Inmiddels is de Nederlandse economie goed hersteld van de pandemie, en heeft ze sinds het derde kwartaal van 2021 haar pre-pandemische niveau weer bereikt. Ook is de werkloosheid laag en groeit de uitvoer gestaag. Dit is te danken aan de veerkracht van de Nederlandse economie in samenhang met de effectiviteit van de overheidssteun aan werkenden en ondernemers.12 Ook de relatief vergevorderde digitalisering van de Nederlandse economie en samenleving heeft hieraan bijgedragen.3 Deze langetermijntrend van digitalisering is bovendien als gevolg van de pandemie in een verdere versnelling geraakt. Het herstel is dusdanig dat het Centraal Planbureau (CPB) nu inschat dat de coronacrisis geen permanente macro-economische schade heeft toegebracht.4

Omdat de rationale voor steunpakketten is weggevallen, is de coronasteun in 2022 stopgezet. Dit zal de economische dynamiek herstellen, wat belangrijk is voor het aanpassingsvermogen en de modernisering van de economie. Dit is temeer het geval vanwege de grote krapte op de arbeidsmarkt. Deze krapte is een gevolg van de goede stand van de economie, maar leidt wel tot serieuze problemen. Het maakt het lastiger voor bedrijven om te groeien, bemoeilijkt publieke dienstverlening en kan belangrijke transities in de weg staan. Dat de economie op macroniveau hersteld is, neemt niet weg dat een mogelijke heropleving van het virus voor sommige ondernemingen een risico is. De gesprekken tussen het kabinet en sectoren zorgen ervoor dat we hierop voorbereid zijn. Daarnaast zijn er ondernemers voor wie de gevolgen van corona nog niet voorbij zijn. Daarom heeft het kabinet onder meer besloten om schulden intensief te monitoren en opties te verkennen die bij zouden kunnen dragen aan het verder ondersteunen van ondernemers met hoge coronaschulden.

In 2022 is Europa opnieuw opgeschud door een crisis: de Russische aanval op Oekraïne. De oorlog in Oekraïne is uiteraard in de eerste plaats een catastrofe voor de Oekraïense bevolking. Naast het grote leed aldaar heeft de oorlog economische gevolgen in de hele wereld, waaronder in Nederland. Het voornaamste gevolg is een verdere stijging van de inflatie, die al was opgelopen door de coronacrisis en bijbehorende problemen in internationale waardeketens. De inflatie zal in 2022 naar verwachting 9,9 procent bedragen.5 De oorlog beïnvloedt de inflatie met name via de energieprijzen. De doorwerking van energieprijzen in de inflatie is zowel direct als indirect, via de hogere prijzen van andere goederen en diensten vanwege energiegebruik in het productieproces. De inflatie leidt tot een geschatte daling van mediane koopkracht in 2022 van 6,8 procent.6 De hogere energieprijzen zijn in het bijzonder problematisch voor huishoudens met lagere inkomens, die een relatief groot deel van hun inkomen uitgeven aan energie en de prijzen van producten zien stijgen, en voor bedrijven in de in Nederland belangrijke energie-intensieve industrie die hogere prijzen niet kunnen doorberekenen.

▸ Gegeven invoer
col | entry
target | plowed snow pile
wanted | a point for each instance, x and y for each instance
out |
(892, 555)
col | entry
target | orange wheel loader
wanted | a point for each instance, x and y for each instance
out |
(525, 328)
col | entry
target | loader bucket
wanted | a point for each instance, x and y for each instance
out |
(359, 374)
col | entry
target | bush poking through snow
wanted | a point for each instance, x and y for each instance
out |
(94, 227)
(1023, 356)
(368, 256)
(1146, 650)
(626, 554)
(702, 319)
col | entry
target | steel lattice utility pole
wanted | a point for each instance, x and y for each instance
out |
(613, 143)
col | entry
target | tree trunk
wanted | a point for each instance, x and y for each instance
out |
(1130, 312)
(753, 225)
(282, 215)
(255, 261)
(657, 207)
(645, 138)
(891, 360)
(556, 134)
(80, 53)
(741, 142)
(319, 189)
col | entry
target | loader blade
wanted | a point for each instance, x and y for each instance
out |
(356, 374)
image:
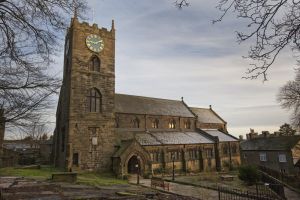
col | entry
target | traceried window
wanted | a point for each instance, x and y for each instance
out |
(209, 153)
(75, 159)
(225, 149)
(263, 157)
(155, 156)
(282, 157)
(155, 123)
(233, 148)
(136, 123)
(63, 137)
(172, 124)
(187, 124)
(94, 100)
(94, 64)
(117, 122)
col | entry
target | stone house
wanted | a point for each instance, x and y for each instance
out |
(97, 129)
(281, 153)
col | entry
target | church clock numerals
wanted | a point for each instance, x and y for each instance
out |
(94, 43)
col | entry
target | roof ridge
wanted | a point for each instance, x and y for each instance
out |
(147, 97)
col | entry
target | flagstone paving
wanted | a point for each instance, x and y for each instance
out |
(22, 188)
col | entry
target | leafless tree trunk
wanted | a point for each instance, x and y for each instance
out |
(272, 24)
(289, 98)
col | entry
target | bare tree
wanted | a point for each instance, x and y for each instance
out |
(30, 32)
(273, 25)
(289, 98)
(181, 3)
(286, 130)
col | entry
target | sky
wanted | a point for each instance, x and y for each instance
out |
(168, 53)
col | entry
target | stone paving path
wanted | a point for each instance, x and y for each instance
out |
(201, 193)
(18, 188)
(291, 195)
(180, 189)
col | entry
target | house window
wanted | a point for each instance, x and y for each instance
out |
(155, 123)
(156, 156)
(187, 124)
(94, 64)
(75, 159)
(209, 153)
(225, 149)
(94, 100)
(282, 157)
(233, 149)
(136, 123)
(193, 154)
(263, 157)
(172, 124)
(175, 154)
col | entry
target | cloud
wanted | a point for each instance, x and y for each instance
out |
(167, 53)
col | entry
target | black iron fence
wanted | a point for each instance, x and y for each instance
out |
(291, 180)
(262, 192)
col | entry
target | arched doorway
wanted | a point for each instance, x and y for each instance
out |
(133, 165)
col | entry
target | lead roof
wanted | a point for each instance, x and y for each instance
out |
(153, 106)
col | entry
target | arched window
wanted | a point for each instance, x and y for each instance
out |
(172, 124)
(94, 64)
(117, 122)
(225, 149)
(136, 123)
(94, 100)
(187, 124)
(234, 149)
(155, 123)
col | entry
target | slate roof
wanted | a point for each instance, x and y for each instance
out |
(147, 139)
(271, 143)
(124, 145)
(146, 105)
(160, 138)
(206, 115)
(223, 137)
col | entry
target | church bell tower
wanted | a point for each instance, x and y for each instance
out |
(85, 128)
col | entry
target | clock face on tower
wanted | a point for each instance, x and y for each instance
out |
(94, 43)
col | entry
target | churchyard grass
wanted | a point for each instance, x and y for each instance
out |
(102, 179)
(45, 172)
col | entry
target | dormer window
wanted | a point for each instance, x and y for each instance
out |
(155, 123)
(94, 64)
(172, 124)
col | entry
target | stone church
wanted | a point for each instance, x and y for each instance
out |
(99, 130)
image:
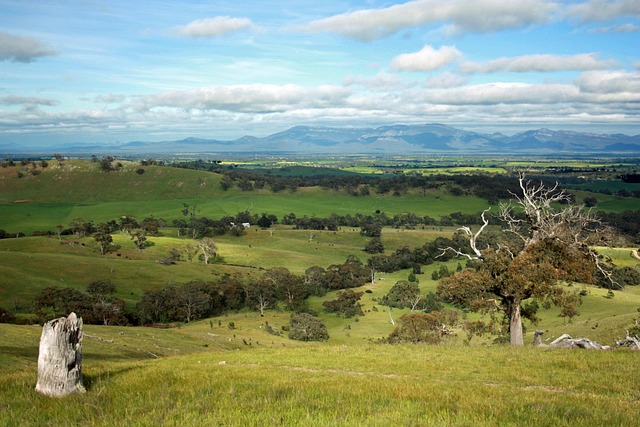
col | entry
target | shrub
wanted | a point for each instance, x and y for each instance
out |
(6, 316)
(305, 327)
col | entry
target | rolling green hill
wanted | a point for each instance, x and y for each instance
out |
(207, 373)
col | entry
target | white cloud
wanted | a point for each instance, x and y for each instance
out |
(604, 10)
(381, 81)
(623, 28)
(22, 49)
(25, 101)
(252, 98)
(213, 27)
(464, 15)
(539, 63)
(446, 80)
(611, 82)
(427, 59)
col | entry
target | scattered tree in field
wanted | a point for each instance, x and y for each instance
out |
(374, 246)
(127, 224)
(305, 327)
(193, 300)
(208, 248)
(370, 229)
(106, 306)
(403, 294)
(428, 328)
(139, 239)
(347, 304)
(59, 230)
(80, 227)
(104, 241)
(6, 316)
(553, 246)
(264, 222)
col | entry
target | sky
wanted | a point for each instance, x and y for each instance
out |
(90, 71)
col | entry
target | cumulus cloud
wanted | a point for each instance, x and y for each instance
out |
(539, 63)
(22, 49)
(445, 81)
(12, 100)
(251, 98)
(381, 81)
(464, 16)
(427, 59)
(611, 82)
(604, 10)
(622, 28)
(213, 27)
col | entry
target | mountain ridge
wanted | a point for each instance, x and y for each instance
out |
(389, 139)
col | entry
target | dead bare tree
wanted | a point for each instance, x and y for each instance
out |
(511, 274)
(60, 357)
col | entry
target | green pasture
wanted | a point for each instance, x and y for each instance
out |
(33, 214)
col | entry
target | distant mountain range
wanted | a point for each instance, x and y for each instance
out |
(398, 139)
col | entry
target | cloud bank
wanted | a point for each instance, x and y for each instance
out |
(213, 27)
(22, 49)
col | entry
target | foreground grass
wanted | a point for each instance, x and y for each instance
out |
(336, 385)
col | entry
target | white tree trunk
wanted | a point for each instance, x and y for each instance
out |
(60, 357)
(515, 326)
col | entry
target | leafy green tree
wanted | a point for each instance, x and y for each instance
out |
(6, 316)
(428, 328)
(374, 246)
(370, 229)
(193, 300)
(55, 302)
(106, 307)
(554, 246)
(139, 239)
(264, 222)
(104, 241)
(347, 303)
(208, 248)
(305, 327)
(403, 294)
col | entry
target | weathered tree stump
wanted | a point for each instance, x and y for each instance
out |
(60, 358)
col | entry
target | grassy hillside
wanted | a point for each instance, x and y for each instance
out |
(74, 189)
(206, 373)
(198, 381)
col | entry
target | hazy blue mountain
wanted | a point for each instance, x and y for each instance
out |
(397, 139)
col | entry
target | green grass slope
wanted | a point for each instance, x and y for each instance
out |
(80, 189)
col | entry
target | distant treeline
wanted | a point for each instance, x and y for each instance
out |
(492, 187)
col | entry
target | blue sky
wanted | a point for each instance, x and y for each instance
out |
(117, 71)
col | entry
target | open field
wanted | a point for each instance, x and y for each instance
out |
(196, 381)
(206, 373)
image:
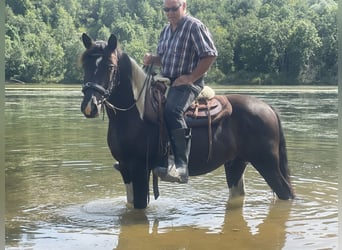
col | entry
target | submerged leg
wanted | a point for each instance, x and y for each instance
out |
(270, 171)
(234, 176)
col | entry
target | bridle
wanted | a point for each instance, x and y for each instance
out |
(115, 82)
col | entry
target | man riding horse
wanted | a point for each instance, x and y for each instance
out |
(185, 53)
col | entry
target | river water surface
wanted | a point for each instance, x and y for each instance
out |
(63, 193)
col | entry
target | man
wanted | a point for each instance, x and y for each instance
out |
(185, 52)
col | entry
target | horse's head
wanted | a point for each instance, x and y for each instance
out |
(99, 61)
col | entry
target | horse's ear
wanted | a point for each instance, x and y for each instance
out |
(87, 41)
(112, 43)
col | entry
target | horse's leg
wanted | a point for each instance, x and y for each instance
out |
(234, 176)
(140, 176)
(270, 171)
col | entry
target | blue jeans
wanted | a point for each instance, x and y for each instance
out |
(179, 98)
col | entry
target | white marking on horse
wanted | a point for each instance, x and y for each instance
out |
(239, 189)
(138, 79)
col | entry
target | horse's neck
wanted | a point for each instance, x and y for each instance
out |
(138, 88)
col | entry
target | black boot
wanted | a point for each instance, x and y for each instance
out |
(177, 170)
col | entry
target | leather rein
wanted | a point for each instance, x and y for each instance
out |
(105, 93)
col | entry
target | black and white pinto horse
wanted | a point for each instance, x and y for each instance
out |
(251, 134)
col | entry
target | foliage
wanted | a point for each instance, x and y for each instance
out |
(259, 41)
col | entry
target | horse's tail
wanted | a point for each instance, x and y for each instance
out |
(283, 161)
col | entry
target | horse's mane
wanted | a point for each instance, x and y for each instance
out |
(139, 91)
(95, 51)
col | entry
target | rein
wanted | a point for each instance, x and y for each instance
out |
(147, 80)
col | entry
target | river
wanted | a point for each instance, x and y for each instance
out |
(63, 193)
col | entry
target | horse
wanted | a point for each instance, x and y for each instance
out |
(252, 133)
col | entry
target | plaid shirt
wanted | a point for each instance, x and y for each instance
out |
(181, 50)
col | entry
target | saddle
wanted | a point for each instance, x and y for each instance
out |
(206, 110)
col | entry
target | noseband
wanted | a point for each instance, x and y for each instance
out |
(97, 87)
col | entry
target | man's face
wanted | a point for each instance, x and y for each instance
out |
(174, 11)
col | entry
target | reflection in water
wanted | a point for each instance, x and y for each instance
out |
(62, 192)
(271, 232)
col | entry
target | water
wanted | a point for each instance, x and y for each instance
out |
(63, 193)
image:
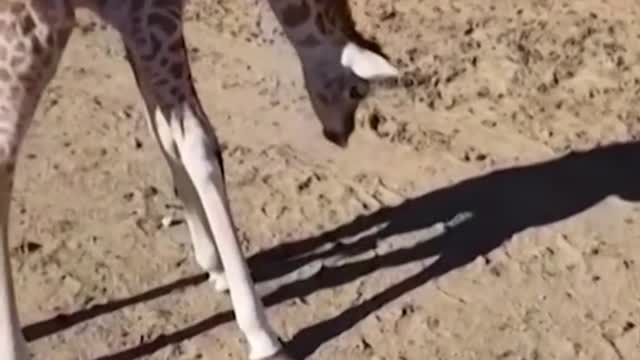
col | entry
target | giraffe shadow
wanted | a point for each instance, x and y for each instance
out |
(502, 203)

==

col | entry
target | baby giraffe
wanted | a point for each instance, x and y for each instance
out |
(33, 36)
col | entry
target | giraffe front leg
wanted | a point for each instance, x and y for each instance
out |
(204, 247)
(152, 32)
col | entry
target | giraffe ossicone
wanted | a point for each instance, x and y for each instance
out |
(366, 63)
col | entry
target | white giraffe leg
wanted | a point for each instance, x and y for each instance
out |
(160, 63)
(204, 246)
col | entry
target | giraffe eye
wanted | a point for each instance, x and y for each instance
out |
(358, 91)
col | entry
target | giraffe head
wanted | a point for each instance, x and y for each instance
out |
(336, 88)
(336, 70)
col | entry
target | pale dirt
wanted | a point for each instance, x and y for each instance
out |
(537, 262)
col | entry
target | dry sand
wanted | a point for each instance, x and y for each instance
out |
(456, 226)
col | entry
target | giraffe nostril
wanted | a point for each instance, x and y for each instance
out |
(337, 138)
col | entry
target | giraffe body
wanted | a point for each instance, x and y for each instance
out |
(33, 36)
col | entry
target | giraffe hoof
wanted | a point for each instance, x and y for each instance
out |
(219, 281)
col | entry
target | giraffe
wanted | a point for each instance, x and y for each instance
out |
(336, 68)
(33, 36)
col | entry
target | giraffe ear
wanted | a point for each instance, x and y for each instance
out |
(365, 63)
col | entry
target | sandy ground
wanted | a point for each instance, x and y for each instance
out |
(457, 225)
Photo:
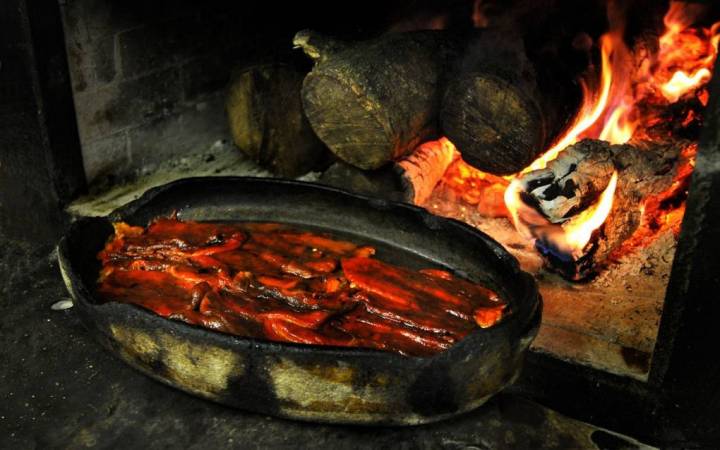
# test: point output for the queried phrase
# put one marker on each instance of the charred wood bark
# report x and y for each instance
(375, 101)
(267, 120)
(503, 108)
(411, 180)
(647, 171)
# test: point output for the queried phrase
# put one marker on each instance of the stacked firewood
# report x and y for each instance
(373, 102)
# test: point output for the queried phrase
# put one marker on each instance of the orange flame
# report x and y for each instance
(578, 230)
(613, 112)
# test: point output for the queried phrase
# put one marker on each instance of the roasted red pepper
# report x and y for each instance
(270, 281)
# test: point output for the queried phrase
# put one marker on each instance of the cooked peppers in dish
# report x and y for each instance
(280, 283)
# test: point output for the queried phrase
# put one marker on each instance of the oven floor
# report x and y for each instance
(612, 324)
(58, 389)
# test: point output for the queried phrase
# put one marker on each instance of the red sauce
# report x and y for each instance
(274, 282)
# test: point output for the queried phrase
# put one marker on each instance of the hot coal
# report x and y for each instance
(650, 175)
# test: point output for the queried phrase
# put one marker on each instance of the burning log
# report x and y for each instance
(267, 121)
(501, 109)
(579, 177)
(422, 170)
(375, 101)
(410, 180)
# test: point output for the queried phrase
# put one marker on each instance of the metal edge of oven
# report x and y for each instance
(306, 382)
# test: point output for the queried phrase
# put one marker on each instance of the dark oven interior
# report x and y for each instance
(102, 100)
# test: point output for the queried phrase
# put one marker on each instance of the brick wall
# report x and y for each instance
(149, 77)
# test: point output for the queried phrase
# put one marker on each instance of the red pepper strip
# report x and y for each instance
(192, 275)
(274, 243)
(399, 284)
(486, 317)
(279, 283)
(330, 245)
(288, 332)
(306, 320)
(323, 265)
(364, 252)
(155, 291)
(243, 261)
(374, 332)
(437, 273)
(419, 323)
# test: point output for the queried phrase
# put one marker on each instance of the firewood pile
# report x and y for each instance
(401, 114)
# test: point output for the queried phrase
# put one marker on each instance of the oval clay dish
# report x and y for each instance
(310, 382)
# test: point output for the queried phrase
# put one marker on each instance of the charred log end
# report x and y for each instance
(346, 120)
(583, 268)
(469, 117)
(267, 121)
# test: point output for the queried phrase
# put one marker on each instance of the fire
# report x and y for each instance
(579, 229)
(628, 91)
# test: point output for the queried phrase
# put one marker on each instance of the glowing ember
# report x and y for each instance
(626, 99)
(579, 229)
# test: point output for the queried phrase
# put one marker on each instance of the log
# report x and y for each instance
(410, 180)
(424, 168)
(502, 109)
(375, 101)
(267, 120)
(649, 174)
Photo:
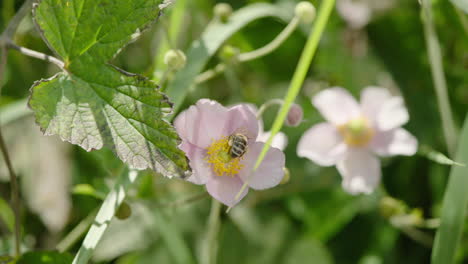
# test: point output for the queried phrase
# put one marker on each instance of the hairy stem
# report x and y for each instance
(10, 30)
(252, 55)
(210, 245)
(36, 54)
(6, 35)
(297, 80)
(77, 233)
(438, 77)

...

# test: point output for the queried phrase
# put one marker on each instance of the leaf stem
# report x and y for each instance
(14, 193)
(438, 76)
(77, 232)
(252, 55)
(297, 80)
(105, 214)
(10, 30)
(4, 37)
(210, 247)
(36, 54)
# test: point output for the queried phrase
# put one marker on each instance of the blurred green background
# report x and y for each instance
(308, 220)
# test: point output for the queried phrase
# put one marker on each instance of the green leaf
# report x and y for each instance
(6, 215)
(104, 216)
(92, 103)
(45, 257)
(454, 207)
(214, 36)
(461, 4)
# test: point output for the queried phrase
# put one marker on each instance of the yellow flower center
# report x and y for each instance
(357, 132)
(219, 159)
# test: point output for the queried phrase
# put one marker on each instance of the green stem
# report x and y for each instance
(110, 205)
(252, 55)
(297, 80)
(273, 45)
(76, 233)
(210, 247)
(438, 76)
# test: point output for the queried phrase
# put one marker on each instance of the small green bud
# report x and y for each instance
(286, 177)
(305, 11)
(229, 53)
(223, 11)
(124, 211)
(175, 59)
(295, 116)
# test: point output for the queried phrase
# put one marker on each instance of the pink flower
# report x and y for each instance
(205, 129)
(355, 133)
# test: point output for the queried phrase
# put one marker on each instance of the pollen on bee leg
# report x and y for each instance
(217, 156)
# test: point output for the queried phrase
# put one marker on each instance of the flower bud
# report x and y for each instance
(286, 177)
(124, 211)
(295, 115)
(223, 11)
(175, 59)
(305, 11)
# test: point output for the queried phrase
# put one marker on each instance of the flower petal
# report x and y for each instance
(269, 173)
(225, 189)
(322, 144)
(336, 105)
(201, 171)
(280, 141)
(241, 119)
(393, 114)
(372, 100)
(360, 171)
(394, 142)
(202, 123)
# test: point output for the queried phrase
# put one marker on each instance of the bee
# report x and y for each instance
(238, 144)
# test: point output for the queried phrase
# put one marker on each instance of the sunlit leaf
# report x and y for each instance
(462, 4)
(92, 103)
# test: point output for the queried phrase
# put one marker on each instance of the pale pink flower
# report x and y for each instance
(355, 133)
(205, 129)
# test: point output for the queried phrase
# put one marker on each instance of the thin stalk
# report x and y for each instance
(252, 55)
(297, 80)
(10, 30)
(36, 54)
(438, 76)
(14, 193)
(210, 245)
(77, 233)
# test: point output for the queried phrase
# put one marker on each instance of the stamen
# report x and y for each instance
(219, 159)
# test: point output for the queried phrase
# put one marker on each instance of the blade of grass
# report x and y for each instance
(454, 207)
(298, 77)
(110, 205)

▸ Lezen en toepassen
1. Welk inflatiepercentage wordt volgens de tekst over de Nederlandse economie voor 2022 verwacht?
2. Zet de tekst over de Nederlandse economie voort na de laatste zin.

▸ Antwoorden per onderdeel
1. 9,9 procent.

2.
Het economisch perspectief in 2023 is onzeker. De verdere ontwikkeling van de inflatie is immers moeilijk te voorspellen, temeer omdat het in grote mate afhangt van zeer volatiele energieprijzen. Als gevolg hiervan is ook de ontwikkeling van de koopkracht van burgers met onzekerheid omgeven. In de Macro-Economische Verkenningen, een raming van het Centraal Planbureau (CPB) uit september 2022, is de geraamde mediane koopkrachtstijging in 2023 3,9 procent. Energieprijzen die (fors) hoger of lager uitvallen dan verwacht kunnen de koopkracht echter ten goede of ten slechte beïnvloeden. Ook de economische impact van de stikstofproblematiek is een onzekere factor. De economie groeit in 2022 naar verwachting wel sterk, met 4,6 procent, al valt de groei in 2023 terug naar 1,5 procent.7

De ambitie van dit kabinet is een sterke, vernieuwende en duurzame economie. Een economie die bijdraagt aan ons (toekomstig) verdienvermogen en tegelijkertijd bijdraagt aan het oplossen van de grote vraagstukken van deze. Een economie, kortom, die bijdraagt aan brede welvaart in Nederland. De Nederlandse economie en maatschappij hebben zich de afgelopen jaren veerkrachtig getoond, en het kabinet vertrouwt erop dat de economie deze veerkracht zal behouden. Evenwel vraagt het behoud van onze welvaart om niet-aflatende aandacht. Daarom zal EZK zich ook in 2023 weer inzetten om de uitdagingen waar het voor staat het hoofd te bieden.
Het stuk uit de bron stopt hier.